EXERCISE INSTRUCTIONS: Give back only the line containing "Target: smiling man" and every line after it through the end of the data below, transcribed exactly.

Stored data entries:
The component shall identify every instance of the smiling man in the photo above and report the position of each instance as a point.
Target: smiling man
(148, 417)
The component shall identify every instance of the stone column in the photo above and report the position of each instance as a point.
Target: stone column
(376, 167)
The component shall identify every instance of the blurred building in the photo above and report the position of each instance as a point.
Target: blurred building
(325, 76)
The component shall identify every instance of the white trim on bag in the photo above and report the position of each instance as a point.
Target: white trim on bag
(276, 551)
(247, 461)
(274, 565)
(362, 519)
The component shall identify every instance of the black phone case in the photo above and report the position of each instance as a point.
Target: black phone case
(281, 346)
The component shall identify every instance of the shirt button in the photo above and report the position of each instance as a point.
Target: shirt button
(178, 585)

RESPONSE AREA:
Target: smiling man
(148, 417)
The component shall identify every instance of the stone column in the photo above and report the position of each instance as a point.
Target: stone column
(376, 167)
The component shall identify every instance of the blurred building in the photo above and report the position of each instance as a point.
Target: blurred building
(325, 76)
The component shall identify every instance of the white trim on bag in the photo above and report the position of each instance as a point.
Target: white trim on bag
(276, 551)
(247, 461)
(274, 565)
(362, 519)
The component shall identify every instance of the black phone case in the photo above and report the position of each instance as a point.
Target: black phone case
(281, 346)
The component shall identify every instance of the shirt button in the photo above and report the position of each instance as a point.
Target: shirt button
(178, 585)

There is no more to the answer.